■ Extrait fourni
+++++

Actualités : Annonces classées
Par Hadj-Chikh Bouchan
Sa maman souffre d’un cancer du foie avec métastase. A ses dires,
le jeune étudiant Belkacemi Massinissa croit que seule une radiologie
interventionnelle pourrait l’aider.
L’opération se déroulerait au CHU de Villejuif, à Paris. Lui, sans
ressources, en appelle, dans les colonnes du quotidien Le Soir d’Algérie
du 28 mars, aux âmes charitables pour l’aider à financer ces soins.
Preuve de sa bonne foi, l’aide sera versée, par les donateurs, écrit-il,
directement dans le compte du CHU. Dans la même édition, paradoxalement,
toujours sous la rubrique «Offre d’emplois», cinq SOS de lecteurs
sollicitent, le premier une assistance pour acquérir des sondes
auto-sondages lubrifiées n°8, le second, un fauteuil roulant, le
troisième, le quatrième et le cinquième… des couches pour adultes. Nous
en sommes là. C’est loin la médecine gratuite pour tous. Du coup,
j’oubliais Louisa Hanoune qui réclame, à la «une», qu’on «redonne la
parole au peuple». Comme s’il en avait jamais usé depuis 1962. Je tins
pour secondaires les inquiétudes que suscite la performance des «Verts»,
battus 1 à 0 par le Qatar – rendez-vous compte ! Le Qatar ! Mais bon.

+++++

■ Exercices à traiter
• A. D’après la chronique sur les annonces classées, dans quel établissement l’opération se déroulerait-elle ?
• B. Recopiez le passage de la chronique sur les annonces classées allant de « Actualités : Annonces » à « financer ces soins. » en remplaçant « maman » par « mère ».
• C. Reprenez la chronique sur les annonces classées à la suite de sa dernière phrase et poursuivez-la.

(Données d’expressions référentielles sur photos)
+++++

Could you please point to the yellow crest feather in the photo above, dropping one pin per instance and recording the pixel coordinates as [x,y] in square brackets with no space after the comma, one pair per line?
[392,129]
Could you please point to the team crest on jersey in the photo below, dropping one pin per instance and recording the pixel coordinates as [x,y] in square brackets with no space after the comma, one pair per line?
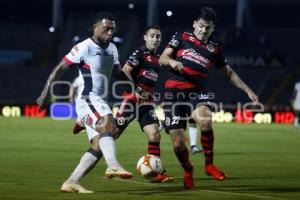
[167,121]
[149,58]
[192,39]
[121,121]
[210,48]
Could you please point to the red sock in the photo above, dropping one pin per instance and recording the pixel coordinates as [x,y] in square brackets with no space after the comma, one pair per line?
[183,158]
[207,142]
[153,148]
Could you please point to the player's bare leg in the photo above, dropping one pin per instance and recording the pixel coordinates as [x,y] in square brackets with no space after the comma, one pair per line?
[202,115]
[153,135]
[181,151]
[107,145]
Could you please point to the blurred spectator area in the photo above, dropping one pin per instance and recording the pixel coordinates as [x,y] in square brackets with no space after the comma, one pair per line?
[264,52]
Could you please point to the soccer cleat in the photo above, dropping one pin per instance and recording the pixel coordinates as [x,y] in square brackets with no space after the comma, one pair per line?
[77,128]
[117,172]
[196,149]
[70,186]
[213,171]
[163,178]
[188,180]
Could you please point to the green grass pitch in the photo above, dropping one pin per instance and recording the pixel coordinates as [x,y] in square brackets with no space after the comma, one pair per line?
[37,155]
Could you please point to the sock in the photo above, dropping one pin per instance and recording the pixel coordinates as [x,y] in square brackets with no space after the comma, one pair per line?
[193,136]
[96,154]
[108,148]
[153,148]
[183,158]
[207,142]
[296,120]
[87,162]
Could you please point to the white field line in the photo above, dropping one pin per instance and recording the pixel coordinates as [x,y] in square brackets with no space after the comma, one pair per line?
[208,191]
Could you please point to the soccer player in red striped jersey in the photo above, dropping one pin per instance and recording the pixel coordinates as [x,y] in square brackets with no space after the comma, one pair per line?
[142,68]
[189,56]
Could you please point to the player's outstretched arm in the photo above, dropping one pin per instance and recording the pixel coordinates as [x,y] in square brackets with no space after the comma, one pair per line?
[57,71]
[237,81]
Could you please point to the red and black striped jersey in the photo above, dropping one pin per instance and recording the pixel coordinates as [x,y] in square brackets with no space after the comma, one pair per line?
[197,58]
[145,68]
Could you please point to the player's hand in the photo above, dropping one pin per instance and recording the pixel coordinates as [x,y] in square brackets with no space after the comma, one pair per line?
[141,94]
[176,65]
[41,101]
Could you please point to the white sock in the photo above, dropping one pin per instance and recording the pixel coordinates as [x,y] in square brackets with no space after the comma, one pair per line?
[296,121]
[108,148]
[193,135]
[86,161]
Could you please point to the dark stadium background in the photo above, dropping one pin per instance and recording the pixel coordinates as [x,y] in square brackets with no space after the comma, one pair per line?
[263,48]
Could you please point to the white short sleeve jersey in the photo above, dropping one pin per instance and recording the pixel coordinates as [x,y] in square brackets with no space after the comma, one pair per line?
[95,66]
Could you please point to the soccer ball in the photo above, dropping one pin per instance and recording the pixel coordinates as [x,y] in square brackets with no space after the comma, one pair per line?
[149,165]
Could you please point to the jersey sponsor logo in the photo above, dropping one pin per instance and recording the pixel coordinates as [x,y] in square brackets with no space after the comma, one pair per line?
[149,58]
[210,48]
[152,114]
[133,61]
[74,50]
[88,120]
[167,121]
[150,75]
[175,120]
[174,42]
[192,55]
[121,121]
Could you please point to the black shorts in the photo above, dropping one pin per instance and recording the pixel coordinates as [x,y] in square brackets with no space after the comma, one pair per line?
[129,110]
[178,110]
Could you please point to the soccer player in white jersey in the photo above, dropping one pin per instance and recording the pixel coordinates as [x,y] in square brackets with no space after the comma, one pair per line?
[75,92]
[296,99]
[95,57]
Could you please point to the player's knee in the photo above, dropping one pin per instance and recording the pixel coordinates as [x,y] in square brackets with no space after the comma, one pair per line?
[154,136]
[177,138]
[118,132]
[206,125]
[106,124]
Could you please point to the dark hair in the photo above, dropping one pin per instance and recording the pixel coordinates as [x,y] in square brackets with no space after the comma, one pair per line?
[103,15]
[208,14]
[151,27]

+++++

■ Réponses attendues
• A. Au CHU de Villejuif, à Paris.

• B.
Actualités : Annonces classées
Par Hadj-Chikh Bouchan
Sa mère souffre d’un cancer du foie avec métastase. A ses dires,
le jeune étudiant Belkacemi Massinissa croit que seule une radiologie
interventionnelle pourrait l’aider.
L’opération se déroulerait au CHU de Villejuif, à Paris. Lui, sans
ressources, en appelle, dans les colonnes du quotidien Le Soir d’Algérie
du 28 mars, aux âmes charitables pour l’aider à financer ces soins.

• C.
Tout comme la flambée des prix des fruits et légumes dans nos marchés
algérois et d’ailleurs. Je décidai de prendre, toujours dans mes
tourments, pour une erreur typographique, une simple correction d’un
mastic — comme on dit dans le jargon de l’imprimerie —, la seconde
version du message du président de la République, abondement commentée
par ailleurs. Car, il faut bien s’entendre, ni une course pour la
conquête — et non pas la reconquête — du droit des citoyens à exercer
leur devoir dans le cours de la vie du pays, ni les pointures de nos
footballeurs importés d’autres écoles, ni l’absence de contrôle des prix
sur les marchés, encore moins la version revue et corrigée de la missive
au peuple ne pouvaient cacher, à mes yeux, la misère de ces demandes
d’assistance médicale.
De quel poids pèse une autoroute budgétivore, un métro ou un tramway,
des voitures neuves mises sur le marché à grand renfort de publicité
quand, dans le même temps, un patient ne peut accéder à des couches, à
un fauteuil roulant, à des sondes, à une prise en charge dont
bénéficient d’autres personnes et personnages ? Il est un pays qui ne
produit pas de pétrole, qui ne mobilise pas tout le savoir de son élite
pour justifier ou réfuter la fracturation hydraulique. Un pays dont les
enseignants n’engagent pas un bras de fer avec la tutelle au risque
d’une «année blanche» pour des millions d’élèves.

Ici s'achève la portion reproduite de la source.